___ GIVEN PASSAGE

Democratic presidential nominee Hillary Clinton arrives with Republican presidential nominee Donald Trump for the third presidential debate at UNLV in Las Vegas, Wednesday. (David Goldman / Associated Press)
Democratic presidential nominee Hillary Clinton arrives with Republican presidential nominee Donald Trump for the third presidential debate at UNLV in Las Vegas, Wednesday. (David Goldman / Associated Press)
By Mary Jordan Washington Post

LAS VEGAS – If Donald Trump says the word “rigged” five times or more during Wednesday night’s debate, bookies will be paying out. Oddsmakers are even taking bets on whether the presidential candidates will shake hands.

Gambling on politics is forbidden in the United States, but informal betting still goes on in this city that is all about the odds.

And offshore gambling operations are reporting a surge in wagers not only on who will be the next U.S. president, but even what the point spread will be in Ohio.

Pat Morrow, chief oddsmaker for Bovada, an offshore betting company based in the Caribbean, said in a phone call from Antigua that he was now giving 50-50 odds that Trump and Clinton will shake hands at the opening of the debate. Bovada will pay out if “WikiLeaks” is said four times or more, and Trump needs to say “tremendous” nine times for any payout.

“Sports is more quantifiable,” said Morrow, talking out Bovada’s usual line of betting. As the saying goes, he said, “Politics is the wisdom of the crowd – and the crowd doesn’t always have much wisdom.”

So oddsmakers like him are studying things such as the “vibe” of the people, comments on Twitter and traditional polls.

Here in Vegas, legendary bookie Jimmy Vaccaro will be closely watching Wednesday night’s debate, to be held a few miles from the South Point casino where he runs the sports book.

“If Trump interrupts her one time, walks behind her one time, or says ”Make America Great Again“ more than five times, he has no chance,” said Vaccaro, as Chinese and Dutch reporters lined up to hear his latest take on the U.S. election.

Vaccaro, 71, who has been calculating odds since he played poker with his mom as a kid, said Trump was not a bad bet earlier this year. In fact, he spotted him early as a contender and quickly adjusted those early 100-to-1 odds.

Thousands of Trump’s supporters rallied at South Point during the primary season, Vaccaro said. South Point attracts working-class people who line up to place affordable bets and buy $1.50 hot dogs from a cart near the betting desk. High rollers hit other joints.

Vaccaro said that after a viral video showed Trump saying crude things about women and bragging about his ability to force himself on them sexually, “it’s been one mistake after another” for Trump. Now, Vaccaro thinks 95 percent of people know who they are voting for. He puts Trump’s chances of being president at 6 to 1.

Not bad from where Trump started, but far worse than when he accepted the nomination over the summer, Vaccaro said.

______

**PROMPT:**
Can you copy everything in the debate-betting article from "And offshore gambling" down to "for any payout.", word for word?

___ DATA PROVIDED

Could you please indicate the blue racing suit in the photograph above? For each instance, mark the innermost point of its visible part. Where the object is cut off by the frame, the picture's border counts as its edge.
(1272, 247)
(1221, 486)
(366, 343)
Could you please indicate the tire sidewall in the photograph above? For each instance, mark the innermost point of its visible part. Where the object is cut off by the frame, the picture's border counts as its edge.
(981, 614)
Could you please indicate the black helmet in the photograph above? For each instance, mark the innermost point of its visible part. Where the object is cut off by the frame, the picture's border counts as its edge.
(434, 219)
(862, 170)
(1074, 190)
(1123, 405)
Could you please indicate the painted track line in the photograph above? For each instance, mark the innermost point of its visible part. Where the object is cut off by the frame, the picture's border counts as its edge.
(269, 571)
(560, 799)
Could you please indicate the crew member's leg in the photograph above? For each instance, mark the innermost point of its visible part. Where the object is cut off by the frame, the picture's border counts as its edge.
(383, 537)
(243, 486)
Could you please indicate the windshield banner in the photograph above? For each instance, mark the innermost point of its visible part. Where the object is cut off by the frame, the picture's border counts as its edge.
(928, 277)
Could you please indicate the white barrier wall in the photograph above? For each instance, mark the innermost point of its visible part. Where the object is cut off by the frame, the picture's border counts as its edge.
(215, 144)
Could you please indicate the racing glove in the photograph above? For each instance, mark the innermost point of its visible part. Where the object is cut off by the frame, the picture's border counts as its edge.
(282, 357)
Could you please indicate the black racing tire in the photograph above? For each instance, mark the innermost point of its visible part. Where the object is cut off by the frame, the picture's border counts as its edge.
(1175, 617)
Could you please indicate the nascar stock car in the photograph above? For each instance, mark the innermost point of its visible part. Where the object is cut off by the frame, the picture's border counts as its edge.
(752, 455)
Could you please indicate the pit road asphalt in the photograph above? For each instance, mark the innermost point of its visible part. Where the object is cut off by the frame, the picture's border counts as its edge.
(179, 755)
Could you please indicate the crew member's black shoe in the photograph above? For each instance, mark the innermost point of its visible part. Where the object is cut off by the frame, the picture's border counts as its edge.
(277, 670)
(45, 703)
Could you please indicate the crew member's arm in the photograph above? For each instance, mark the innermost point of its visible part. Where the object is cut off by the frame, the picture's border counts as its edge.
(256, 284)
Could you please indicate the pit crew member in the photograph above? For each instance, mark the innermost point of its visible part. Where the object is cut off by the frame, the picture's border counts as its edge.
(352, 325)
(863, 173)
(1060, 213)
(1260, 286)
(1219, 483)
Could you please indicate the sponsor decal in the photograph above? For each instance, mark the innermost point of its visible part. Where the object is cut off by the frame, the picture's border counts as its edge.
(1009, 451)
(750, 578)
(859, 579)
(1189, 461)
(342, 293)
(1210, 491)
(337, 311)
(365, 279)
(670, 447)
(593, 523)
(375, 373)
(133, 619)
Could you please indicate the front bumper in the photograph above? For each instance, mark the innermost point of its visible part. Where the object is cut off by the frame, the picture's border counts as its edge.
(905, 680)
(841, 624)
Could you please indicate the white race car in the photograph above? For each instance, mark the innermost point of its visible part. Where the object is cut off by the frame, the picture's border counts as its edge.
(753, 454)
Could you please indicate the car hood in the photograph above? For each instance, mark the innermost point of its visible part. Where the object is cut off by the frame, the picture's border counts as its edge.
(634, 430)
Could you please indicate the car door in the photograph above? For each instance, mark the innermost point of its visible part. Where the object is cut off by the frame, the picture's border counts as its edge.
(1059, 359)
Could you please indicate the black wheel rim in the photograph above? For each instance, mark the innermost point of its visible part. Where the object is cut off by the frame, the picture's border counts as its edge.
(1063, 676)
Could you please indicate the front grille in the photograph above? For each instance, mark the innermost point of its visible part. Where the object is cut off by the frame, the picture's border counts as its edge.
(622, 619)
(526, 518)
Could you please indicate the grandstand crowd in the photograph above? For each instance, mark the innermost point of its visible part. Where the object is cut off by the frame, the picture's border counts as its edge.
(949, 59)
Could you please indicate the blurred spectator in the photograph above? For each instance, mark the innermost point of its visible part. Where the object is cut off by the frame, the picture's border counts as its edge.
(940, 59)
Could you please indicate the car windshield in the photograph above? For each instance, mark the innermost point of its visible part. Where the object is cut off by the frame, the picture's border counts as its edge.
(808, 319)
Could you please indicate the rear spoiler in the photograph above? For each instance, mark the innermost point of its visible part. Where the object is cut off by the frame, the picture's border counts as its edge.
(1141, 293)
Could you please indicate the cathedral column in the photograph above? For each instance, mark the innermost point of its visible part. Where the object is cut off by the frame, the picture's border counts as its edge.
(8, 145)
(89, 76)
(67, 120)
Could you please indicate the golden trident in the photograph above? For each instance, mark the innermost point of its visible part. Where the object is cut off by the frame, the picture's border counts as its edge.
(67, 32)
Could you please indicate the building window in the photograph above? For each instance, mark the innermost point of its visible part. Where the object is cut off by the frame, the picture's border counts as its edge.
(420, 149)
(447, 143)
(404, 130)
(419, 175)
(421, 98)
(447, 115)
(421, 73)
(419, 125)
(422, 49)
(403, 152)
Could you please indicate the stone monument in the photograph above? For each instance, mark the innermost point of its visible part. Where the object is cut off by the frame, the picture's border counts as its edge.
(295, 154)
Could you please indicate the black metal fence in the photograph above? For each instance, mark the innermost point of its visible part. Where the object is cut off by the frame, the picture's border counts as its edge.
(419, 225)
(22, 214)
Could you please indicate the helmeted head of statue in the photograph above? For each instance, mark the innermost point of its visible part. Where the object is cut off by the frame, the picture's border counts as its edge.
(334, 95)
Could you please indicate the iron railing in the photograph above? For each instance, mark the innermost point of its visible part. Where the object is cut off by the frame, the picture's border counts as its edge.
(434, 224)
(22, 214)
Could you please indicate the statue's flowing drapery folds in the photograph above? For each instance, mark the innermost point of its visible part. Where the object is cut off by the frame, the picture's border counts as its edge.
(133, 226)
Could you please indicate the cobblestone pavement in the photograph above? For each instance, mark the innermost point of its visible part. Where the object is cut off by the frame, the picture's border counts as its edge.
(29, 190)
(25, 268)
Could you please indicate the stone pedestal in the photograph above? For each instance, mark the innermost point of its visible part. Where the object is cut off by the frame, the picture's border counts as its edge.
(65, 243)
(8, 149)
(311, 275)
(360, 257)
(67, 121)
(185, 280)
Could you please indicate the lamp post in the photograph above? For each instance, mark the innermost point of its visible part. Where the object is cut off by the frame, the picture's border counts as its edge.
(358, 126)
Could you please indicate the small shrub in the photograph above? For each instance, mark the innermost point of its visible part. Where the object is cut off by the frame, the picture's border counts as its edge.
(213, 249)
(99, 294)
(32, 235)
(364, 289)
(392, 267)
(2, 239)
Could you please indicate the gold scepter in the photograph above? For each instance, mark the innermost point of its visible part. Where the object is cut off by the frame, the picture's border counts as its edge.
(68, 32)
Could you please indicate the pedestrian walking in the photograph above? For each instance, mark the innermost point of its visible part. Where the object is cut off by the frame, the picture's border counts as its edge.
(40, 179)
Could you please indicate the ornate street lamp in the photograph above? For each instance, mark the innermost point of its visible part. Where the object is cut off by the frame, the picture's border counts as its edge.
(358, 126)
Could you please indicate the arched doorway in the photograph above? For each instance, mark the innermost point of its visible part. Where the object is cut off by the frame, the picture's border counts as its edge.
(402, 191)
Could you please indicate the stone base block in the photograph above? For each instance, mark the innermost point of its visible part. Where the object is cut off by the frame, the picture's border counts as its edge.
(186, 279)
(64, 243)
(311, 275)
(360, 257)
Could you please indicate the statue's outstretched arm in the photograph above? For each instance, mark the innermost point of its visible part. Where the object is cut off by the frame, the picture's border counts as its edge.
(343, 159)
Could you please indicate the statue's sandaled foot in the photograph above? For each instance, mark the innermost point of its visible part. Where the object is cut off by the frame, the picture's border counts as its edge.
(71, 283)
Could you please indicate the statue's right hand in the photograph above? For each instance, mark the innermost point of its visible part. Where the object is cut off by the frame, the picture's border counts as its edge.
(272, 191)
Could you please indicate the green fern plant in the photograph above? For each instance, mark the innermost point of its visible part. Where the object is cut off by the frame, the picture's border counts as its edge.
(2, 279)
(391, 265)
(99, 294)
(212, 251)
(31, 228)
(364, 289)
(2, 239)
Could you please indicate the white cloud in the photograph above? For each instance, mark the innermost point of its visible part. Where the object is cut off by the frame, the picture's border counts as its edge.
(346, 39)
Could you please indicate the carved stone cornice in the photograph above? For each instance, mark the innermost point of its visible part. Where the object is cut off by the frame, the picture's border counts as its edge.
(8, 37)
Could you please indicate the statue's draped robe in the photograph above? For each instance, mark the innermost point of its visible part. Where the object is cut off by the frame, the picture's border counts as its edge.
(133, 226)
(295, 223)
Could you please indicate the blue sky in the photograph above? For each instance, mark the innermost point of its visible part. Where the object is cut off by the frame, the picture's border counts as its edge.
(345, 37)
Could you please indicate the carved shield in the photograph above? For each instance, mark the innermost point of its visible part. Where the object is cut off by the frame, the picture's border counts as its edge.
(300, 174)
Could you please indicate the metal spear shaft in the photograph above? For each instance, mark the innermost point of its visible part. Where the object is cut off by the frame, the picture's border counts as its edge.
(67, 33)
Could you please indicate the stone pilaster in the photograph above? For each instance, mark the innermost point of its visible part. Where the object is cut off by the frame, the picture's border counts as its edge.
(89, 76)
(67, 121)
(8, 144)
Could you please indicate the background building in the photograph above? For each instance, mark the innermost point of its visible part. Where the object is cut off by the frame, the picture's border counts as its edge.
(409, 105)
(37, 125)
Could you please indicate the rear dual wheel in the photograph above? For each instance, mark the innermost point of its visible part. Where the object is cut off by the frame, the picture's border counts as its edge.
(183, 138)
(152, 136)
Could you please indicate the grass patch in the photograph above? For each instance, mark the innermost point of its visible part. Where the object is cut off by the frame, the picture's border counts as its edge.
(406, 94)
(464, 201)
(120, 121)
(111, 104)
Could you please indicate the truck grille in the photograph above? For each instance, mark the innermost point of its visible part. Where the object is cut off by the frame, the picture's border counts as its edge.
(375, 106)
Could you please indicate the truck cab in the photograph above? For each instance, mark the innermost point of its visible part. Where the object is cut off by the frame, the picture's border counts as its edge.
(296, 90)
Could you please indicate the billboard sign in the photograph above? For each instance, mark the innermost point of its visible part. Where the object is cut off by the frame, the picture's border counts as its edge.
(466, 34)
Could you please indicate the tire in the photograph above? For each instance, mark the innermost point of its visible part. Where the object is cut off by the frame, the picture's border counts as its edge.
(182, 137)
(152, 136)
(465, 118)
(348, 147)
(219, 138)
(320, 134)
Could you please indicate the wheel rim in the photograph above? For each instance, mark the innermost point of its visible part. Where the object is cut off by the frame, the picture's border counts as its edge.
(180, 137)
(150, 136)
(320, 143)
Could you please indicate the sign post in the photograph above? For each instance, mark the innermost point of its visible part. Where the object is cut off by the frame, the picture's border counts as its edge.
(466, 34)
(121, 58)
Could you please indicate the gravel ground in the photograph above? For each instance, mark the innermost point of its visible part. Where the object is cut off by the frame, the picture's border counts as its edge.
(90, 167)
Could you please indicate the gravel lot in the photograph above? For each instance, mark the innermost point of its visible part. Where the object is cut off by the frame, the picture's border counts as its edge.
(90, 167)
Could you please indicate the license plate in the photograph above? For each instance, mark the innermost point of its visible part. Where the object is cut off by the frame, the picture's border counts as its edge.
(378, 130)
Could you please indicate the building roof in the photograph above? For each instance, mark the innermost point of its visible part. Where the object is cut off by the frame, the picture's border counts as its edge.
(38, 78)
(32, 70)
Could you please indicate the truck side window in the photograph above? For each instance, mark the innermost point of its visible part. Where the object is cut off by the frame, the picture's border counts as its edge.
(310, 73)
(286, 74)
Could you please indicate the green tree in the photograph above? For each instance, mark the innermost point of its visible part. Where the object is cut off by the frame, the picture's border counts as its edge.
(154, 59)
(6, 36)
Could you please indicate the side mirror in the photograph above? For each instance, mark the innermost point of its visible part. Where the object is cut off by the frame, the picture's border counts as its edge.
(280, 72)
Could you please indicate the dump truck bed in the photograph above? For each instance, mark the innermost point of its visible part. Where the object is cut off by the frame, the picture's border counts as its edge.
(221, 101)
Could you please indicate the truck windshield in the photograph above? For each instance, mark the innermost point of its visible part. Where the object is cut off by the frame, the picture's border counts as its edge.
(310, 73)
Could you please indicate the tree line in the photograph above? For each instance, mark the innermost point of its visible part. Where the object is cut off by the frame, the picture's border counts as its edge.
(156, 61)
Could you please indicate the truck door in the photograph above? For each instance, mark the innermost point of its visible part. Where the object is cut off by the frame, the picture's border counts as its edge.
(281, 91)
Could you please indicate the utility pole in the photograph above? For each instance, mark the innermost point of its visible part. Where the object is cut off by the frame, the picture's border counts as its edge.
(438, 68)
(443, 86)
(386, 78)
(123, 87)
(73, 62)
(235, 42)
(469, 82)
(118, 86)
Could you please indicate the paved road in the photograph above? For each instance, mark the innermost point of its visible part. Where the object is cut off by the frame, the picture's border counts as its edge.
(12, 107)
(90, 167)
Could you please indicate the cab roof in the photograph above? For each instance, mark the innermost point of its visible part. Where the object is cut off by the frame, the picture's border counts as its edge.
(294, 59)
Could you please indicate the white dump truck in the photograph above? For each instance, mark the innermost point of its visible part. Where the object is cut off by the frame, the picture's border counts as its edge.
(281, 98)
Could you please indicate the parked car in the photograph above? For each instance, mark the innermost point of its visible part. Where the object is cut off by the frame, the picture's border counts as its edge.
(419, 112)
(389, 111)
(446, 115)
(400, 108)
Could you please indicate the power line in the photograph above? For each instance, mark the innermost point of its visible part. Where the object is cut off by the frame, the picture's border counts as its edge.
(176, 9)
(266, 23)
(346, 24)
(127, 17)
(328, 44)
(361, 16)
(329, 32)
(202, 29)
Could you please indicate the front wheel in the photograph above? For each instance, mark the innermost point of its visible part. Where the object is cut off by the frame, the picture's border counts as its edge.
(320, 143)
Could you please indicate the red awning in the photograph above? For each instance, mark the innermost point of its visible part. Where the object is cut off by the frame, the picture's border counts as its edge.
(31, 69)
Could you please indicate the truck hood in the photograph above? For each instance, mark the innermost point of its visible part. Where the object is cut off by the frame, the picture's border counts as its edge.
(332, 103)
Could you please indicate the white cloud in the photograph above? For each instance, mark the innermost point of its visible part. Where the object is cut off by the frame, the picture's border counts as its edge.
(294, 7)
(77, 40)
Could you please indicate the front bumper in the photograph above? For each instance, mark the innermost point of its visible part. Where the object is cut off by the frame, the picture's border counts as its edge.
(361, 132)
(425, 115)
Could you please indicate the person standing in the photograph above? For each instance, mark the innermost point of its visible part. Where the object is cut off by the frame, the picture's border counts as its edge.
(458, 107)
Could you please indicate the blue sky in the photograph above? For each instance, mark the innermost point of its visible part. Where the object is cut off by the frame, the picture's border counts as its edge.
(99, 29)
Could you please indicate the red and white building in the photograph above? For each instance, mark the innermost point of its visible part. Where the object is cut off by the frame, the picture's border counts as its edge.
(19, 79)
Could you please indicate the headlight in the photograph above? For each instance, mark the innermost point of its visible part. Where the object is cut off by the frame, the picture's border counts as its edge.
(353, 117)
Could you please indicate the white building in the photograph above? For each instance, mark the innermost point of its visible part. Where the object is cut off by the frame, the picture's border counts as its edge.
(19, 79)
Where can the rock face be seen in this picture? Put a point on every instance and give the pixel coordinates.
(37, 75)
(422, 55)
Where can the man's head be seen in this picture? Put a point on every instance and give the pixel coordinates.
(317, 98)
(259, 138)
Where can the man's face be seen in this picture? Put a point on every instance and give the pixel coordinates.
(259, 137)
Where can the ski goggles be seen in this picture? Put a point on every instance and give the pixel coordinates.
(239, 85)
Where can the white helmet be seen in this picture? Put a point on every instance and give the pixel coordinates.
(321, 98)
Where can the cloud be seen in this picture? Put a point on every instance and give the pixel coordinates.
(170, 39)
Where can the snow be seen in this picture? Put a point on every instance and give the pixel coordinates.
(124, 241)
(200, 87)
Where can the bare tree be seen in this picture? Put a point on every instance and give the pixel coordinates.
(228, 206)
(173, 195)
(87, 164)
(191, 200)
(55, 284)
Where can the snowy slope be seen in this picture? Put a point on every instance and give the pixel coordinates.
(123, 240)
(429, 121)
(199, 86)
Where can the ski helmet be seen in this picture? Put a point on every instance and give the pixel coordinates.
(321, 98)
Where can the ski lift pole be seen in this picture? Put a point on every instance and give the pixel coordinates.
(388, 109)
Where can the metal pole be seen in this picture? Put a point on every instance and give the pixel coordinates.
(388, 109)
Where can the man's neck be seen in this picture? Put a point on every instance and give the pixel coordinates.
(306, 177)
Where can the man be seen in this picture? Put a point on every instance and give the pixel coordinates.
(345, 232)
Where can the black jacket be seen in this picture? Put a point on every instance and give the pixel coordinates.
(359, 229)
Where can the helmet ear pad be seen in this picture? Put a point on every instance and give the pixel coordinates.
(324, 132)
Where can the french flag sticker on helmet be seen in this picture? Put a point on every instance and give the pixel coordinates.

______

**SOLUTION FOR THIS EXERCISE:**
And offshore gambling operations are reporting a surge in wagers not only on who will be the next U.S. president, but even what the point spread will be in Ohio.

Pat Morrow, chief oddsmaker for Bovada, an offshore betting company based in the Caribbean, said in a phone call from Antigua that he was now giving 50-50 odds that Trump and Clinton will shake hands at the opening of the debate. Bovada will pay out if “WikiLeaks” is said four times or more, and Trump needs to say “tremendous” nine times for any payout.